### Exercises to complete
a. In the ADBench description, how many anomaly detection algorithms does the benchmark analyze?
b. Write the next part of the ADBench description, starting after its final sentence.

ADBench is (to our best knowledge) the most comprehensive tabular anomaly detection benchmark, where we analyze the performance of 30 anomaly detection algorithms on 57 datasets (where we introduced 10 new datasets). By analyzing both research needs and deployment requirements in industry, ADBench conducts 98,436 experiments with three major angles:
- the effect of supervision (e.g., ground truth labels) by including 14 unsupervised, 7 semi-supervised, and 9 supervised methods;
- algorithm performance under different types of anomalies by simulating the environments with 4 types of anomalies; and
- algorithm robustness and stability under 3 settings of data corruptions.

### Listed entries
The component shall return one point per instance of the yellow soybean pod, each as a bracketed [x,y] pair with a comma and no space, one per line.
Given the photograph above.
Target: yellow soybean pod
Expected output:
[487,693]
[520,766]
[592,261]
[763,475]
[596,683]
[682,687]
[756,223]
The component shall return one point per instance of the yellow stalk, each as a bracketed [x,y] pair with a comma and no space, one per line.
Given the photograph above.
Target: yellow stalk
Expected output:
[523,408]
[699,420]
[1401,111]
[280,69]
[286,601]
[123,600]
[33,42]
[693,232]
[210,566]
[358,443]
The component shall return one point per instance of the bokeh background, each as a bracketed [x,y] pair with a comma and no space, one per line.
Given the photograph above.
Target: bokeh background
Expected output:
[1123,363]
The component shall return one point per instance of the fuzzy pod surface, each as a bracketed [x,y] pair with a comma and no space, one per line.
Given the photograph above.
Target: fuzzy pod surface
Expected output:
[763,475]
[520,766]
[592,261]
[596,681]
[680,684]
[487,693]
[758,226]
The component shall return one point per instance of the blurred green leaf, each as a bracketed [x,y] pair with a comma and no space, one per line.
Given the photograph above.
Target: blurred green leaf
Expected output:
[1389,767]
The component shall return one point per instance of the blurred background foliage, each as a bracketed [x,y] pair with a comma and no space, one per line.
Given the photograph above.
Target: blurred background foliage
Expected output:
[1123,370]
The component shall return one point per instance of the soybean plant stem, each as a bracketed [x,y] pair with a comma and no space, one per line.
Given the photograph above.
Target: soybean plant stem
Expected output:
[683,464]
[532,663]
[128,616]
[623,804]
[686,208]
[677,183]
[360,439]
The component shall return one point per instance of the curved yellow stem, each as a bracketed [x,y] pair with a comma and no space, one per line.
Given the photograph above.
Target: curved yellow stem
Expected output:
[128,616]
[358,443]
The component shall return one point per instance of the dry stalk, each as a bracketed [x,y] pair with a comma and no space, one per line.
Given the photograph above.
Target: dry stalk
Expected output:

### Results for each task
a. 30 anomaly detection algorithms.

b.
Key Takeaways in 1 Minute:
- :bangbang: surprisingly none of the benchmarked unsupervised algorithms is statistically better than others, emphasizing the importance of algorithm selection;
- :bangbang: with merely 1% labeled anomalies, most semi-supervised methods can outperform the best unsupervised method, justifying the importance of supervision;
- in controlled environments, we observe that best unsupervised methods for specific types of anomalies are even better than semi- and fully-supervised methods, revealing the necessity of understanding data characteristics;
- semi-supervised methods show potential in achieving robustness in noisy and corrupted data, possibly due to their efficiency in using labels and feature selection;
- :interrobang: and many more can be found in our papers (Section 4)
The Figure below provides an overview of our proposed ADBench (see our paper for details).
How to use ADBench?
We envision three primary usages of ADBench:
- Have better understanding of anomaly detection algorithms: please read our paper for details.
- Conduct future research on anomaly detection: we list 4 important future research questions in the paper--see Section 4 to see some thoughts!
- Access rich algorithm implementation and datasets: see details below for how to use them
- Benchmark your anomaly detection algorithms: see notebook for instruction.
We provide full guidance of ADBench in the notebook.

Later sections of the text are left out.